* _Exercise_: Rewrite every line of the records below as a JSON list of strings, one string per line, and leave out any blank lines.

* _Materials provided_:
* * * *
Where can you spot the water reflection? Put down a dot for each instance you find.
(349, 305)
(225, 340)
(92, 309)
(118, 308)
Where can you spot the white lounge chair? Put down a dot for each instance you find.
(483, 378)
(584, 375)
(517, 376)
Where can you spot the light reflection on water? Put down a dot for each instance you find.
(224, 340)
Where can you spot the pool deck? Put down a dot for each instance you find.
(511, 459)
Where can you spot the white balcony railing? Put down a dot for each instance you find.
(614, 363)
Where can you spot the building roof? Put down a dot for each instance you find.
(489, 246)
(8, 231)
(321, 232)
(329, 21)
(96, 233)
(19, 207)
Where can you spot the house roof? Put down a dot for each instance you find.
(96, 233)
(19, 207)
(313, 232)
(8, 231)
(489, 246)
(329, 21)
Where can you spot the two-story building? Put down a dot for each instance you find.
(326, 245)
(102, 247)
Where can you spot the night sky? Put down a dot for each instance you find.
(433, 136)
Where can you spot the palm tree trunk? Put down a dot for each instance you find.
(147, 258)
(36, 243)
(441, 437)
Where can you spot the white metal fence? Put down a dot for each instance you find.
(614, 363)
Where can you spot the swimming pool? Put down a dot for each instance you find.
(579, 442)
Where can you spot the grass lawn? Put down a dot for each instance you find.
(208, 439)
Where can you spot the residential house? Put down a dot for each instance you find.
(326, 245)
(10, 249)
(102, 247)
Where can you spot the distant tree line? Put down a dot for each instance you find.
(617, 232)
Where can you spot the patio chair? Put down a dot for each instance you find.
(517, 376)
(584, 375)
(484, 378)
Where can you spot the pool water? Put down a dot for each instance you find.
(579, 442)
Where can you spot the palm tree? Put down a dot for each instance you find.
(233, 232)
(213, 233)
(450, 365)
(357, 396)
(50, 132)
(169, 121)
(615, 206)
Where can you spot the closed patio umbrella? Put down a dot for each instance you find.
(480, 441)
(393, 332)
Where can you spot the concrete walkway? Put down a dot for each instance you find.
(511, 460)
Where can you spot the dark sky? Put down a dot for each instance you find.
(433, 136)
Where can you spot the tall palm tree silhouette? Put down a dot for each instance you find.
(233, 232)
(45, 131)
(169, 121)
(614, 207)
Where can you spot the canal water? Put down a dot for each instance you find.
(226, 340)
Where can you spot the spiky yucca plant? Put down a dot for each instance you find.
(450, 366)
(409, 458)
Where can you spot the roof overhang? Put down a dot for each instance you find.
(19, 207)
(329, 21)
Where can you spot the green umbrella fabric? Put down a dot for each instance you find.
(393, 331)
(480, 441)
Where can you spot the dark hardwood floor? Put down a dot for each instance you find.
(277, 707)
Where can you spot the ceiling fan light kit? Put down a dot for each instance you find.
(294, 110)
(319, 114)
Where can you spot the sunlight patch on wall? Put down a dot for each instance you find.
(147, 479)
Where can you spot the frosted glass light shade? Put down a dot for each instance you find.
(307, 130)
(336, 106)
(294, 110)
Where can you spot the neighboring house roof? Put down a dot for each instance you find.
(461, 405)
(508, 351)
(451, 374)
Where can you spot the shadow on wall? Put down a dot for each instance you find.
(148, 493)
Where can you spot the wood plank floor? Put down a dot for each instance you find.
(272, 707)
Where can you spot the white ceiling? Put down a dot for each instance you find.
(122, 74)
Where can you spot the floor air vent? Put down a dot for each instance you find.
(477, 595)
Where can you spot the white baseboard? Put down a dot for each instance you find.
* * * *
* _Response to the exercise_:
[
  "Where can you spot the water reflection? Put down a dot for each instance you find.",
  "(349, 305)",
  "(225, 340)",
  "(92, 309)",
  "(118, 308)",
  "Where can you spot the white lounge chair? Put down a dot for each instance you find.",
  "(483, 378)",
  "(584, 375)",
  "(517, 376)",
  "Where can you spot the light reflection on water? Put down a dot for each instance you find.",
  "(224, 340)",
  "Where can you spot the pool deck? Put down a dot for each instance you find.",
  "(511, 459)",
  "Where can you spot the white balcony railing? Put down a dot for each instance you find.",
  "(614, 363)",
  "Where can you spot the building roof? Put down a dot for each instance you find.",
  "(489, 246)",
  "(8, 231)",
  "(321, 232)",
  "(329, 21)",
  "(96, 233)",
  "(19, 207)",
  "Where can you spot the house roof? Put down a dot for each instance you find.",
  "(96, 233)",
  "(19, 207)",
  "(313, 232)",
  "(8, 231)",
  "(489, 246)",
  "(329, 21)",
  "Where can you spot the two-story building? Put down a dot for each instance you find.",
  "(326, 245)",
  "(102, 247)",
  "Where can you spot the night sky? Put down a dot for each instance you find.",
  "(433, 136)",
  "Where can you spot the palm tree trunk? Put down a dot for each instance you find.",
  "(147, 258)",
  "(36, 243)",
  "(441, 437)",
  "Where can you spot the white metal fence? Put down a dot for each instance you find.",
  "(614, 363)",
  "Where can you spot the swimming pool? Put down a dot for each instance you find.",
  "(579, 442)",
  "Where can you spot the grass lawn? Put down a dot for each instance you find.",
  "(208, 439)",
  "Where can you spot the residential house? Put down a dot for each instance you find.",
  "(326, 245)",
  "(10, 249)",
  "(102, 247)",
  "Where can you spot the distant tree line? Put down a dot for each instance you find.",
  "(617, 232)",
  "Where can you spot the patio chair? Put down a dot for each instance you find.",
  "(517, 376)",
  "(584, 375)",
  "(484, 378)",
  "Where can you spot the pool water? Put down a dot for each instance you find.",
  "(579, 442)",
  "Where can you spot the palm tree? Put down a dot for each instance you find.",
  "(233, 232)",
  "(213, 233)",
  "(450, 365)",
  "(357, 396)",
  "(50, 132)",
  "(169, 121)",
  "(615, 206)",
  "Where can you spot the closed patio umbrella? Put down a dot for each instance you find.",
  "(480, 441)",
  "(393, 332)",
  "Where can you spot the concrete walkway? Put down a dot for each instance you find.",
  "(511, 460)",
  "Where can you spot the dark sky? Put down a dot for each instance you find.",
  "(433, 136)",
  "Where can you spot the tall palm tree silhouette? Put down a dot for each instance you find.",
  "(233, 232)",
  "(45, 131)",
  "(169, 121)",
  "(614, 207)",
  "Where can you spot the canal water? Put down a dot for each instance you find.",
  "(226, 340)",
  "Where can you spot the spiky yucca plant? Put down a dot for each instance you find.",
  "(450, 366)",
  "(409, 458)",
  "Where can you spot the roof overhang? Put down a dot for each instance you find.",
  "(19, 207)",
  "(329, 21)",
  "Where can you spot the green umbrella fabric? Put down a dot for each instance you find.",
  "(393, 331)",
  "(480, 441)",
  "Where can you spot the dark hardwood floor? Put down a dot for each instance you find.",
  "(277, 707)",
  "Where can you spot the ceiling fan light kit? Put down a dot for each instance you find.",
  "(294, 110)",
  "(319, 114)",
  "Where can you spot the sunlight patch on wall? Put down a dot for each instance you find.",
  "(147, 479)",
  "Where can you spot the frosted glass light shade? Put down a dot for each instance you find.",
  "(307, 130)",
  "(336, 106)",
  "(294, 110)",
  "Where can you spot the neighboring house roof? Put down a dot for each instance you find.",
  "(461, 405)",
  "(508, 351)",
  "(451, 374)",
  "Where can you spot the shadow on wall? Put down a dot for each instance you find.",
  "(148, 493)",
  "Where can you spot the wood plank floor? Put down a dot for each instance you find.",
  "(272, 707)",
  "Where can you spot the white ceiling? Put down a dot for each instance you find.",
  "(122, 74)",
  "Where can you spot the floor air vent? Put down a dot for each instance you find.",
  "(477, 595)",
  "Where can you spot the white baseboard? Put down a dot for each instance you find."
]